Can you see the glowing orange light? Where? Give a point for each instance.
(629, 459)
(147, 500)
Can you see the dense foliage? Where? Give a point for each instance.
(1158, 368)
***
| Exercise |
Send back exactly the lines from the line with "Can you see the dense" through the end of the records.

| Response to the task |
Can you see the dense foliage? Where? Give a point for each instance.
(1158, 368)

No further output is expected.